• **TASK REQUIREMENTS**:
Pick out every line in the entries below that contains the string "rocky", and copy each such line in full.

Raw records
================
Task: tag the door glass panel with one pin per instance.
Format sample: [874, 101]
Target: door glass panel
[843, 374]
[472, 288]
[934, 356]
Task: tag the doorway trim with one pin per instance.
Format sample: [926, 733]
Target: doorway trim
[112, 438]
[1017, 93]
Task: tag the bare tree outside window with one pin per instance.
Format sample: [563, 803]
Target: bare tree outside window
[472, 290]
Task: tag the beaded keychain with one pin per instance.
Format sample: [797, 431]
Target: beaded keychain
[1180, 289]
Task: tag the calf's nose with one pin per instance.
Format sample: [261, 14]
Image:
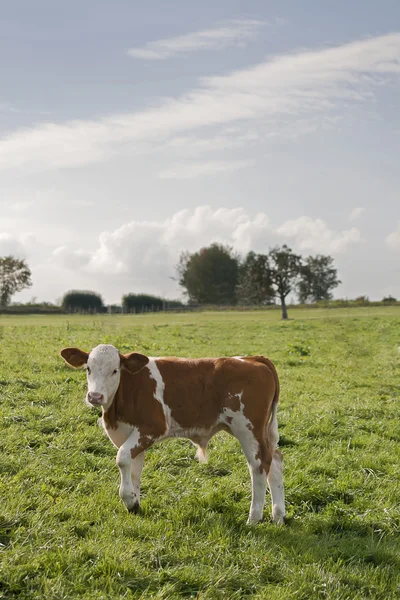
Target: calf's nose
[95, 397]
================
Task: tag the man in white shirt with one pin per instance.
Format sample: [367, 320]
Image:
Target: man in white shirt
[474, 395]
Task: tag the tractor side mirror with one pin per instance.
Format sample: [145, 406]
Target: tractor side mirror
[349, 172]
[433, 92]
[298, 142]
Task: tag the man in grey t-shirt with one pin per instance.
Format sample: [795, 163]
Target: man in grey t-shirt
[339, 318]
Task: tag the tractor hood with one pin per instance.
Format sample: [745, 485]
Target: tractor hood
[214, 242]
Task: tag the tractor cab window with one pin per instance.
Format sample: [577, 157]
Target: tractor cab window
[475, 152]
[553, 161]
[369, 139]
================
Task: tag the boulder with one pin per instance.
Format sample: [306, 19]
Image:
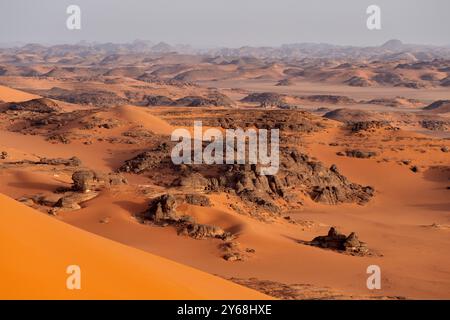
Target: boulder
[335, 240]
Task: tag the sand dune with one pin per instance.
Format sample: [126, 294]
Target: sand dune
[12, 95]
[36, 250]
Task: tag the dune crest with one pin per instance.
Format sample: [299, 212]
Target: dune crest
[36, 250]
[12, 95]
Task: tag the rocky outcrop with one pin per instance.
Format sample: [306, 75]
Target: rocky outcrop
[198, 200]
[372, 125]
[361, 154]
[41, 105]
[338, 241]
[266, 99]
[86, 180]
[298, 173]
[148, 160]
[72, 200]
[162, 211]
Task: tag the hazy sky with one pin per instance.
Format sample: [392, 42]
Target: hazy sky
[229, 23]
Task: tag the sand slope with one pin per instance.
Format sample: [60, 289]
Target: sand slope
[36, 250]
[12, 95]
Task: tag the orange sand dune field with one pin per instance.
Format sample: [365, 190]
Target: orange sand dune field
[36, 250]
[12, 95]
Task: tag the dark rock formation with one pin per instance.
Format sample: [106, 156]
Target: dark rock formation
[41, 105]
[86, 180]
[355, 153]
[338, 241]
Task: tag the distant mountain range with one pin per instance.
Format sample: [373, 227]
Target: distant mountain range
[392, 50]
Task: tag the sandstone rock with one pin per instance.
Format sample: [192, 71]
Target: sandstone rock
================
• **FINAL ANSWER**:
Task: tag the rocky outcrop with one pin per instance.
Target: rocky outcrop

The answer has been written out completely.